§ **Problem description**:
Every entry, from the first line to the last, should be output exactly.

Collected data:
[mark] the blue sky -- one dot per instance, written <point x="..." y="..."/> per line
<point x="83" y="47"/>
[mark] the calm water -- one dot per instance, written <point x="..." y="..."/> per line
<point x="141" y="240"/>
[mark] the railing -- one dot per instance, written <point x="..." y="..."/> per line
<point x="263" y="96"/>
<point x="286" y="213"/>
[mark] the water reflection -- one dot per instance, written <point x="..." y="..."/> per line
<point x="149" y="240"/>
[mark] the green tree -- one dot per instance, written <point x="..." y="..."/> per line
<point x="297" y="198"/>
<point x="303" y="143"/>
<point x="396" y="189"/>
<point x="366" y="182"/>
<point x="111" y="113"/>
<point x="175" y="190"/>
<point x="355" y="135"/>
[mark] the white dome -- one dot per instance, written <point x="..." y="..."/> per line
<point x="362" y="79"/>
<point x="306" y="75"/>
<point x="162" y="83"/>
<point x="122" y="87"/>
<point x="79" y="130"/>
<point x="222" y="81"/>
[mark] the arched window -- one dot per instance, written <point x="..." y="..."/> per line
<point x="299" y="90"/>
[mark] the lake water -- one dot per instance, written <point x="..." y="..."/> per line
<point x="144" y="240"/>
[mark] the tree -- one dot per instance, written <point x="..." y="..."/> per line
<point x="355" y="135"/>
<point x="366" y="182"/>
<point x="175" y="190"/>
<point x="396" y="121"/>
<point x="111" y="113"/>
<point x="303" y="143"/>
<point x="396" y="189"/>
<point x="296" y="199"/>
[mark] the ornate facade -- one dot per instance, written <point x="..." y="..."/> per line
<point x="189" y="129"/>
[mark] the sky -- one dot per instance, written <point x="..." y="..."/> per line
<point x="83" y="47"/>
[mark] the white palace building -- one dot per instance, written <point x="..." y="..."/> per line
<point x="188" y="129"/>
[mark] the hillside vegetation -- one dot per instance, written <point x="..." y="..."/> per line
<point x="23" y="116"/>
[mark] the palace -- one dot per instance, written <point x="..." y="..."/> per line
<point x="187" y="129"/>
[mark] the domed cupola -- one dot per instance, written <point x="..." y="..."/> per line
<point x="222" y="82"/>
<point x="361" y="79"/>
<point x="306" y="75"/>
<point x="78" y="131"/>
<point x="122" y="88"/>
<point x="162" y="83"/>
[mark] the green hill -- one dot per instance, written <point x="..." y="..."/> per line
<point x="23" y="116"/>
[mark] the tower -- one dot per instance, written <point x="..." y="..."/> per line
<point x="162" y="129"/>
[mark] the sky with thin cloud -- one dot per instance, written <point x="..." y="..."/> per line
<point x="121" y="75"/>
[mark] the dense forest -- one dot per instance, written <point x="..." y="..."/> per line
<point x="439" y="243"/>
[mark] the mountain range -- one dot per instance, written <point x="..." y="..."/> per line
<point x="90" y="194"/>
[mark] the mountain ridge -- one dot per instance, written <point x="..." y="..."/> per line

§ **Exercise result**:
[mark] the blue sky -- one dot per instance, written <point x="..." y="..."/> per line
<point x="83" y="47"/>
[mark] the calm water -- one dot per instance, written <point x="..." y="..."/> per line
<point x="141" y="240"/>
[mark] the railing -- one dot per instance, written <point x="..." y="..."/> per line
<point x="263" y="96"/>
<point x="286" y="213"/>
[mark] the water reflection -- one dot per instance, written <point x="..." y="..."/> per line
<point x="149" y="240"/>
[mark] the green tree -- one dot per instance, written <point x="..." y="..."/> per line
<point x="297" y="198"/>
<point x="303" y="143"/>
<point x="396" y="189"/>
<point x="366" y="182"/>
<point x="111" y="113"/>
<point x="175" y="190"/>
<point x="355" y="135"/>
[mark] the white dome -- one dot per instance, written <point x="..." y="..."/> per line
<point x="362" y="79"/>
<point x="306" y="75"/>
<point x="162" y="83"/>
<point x="122" y="87"/>
<point x="79" y="130"/>
<point x="222" y="81"/>
[mark] the arched window -- one dot per instance, written <point x="..." y="..."/> per line
<point x="299" y="90"/>
[mark] the lake water -- one dot per instance, written <point x="..." y="..."/> per line
<point x="144" y="240"/>
[mark] the tree -- one dot per instance, written <point x="..." y="..."/> per line
<point x="355" y="135"/>
<point x="366" y="182"/>
<point x="175" y="190"/>
<point x="396" y="121"/>
<point x="111" y="113"/>
<point x="303" y="143"/>
<point x="396" y="189"/>
<point x="296" y="199"/>
[mark] the ornate facade -- one dot per instance, written <point x="..." y="..."/> per line
<point x="189" y="129"/>
[mark] the sky -- one dot per instance, written <point x="..." y="..."/> per line
<point x="83" y="47"/>
[mark] the white palace building -- one dot per instance, written <point x="..." y="..."/> per line
<point x="188" y="129"/>
[mark] the hillside vegetation -- one dot per instance, written <point x="..." y="..."/> per line
<point x="23" y="116"/>
[mark] the palace -- one dot per instance, written <point x="..." y="..."/> per line
<point x="187" y="129"/>
[mark] the domed cupola -- one dot per instance, written <point x="..." y="..."/> per line
<point x="222" y="82"/>
<point x="361" y="79"/>
<point x="306" y="75"/>
<point x="78" y="131"/>
<point x="122" y="88"/>
<point x="162" y="83"/>
[mark] the green hill -- one dot per instance, written <point x="..." y="..."/> per line
<point x="23" y="116"/>
[mark] the tower -- one dot per instance, written <point x="..." y="..."/> per line
<point x="162" y="129"/>
[mark] the sky with thin cloud -- one dot per instance, written <point x="..." y="..."/> per line
<point x="121" y="75"/>
[mark] the dense forest -- one dot per instance, written <point x="..." y="..."/> per line
<point x="439" y="243"/>
[mark] the mountain range -- one dot per instance, written <point x="..." y="..."/> per line
<point x="90" y="194"/>
[mark] the mountain ridge -- one dot per instance, written <point x="..." y="..."/> per line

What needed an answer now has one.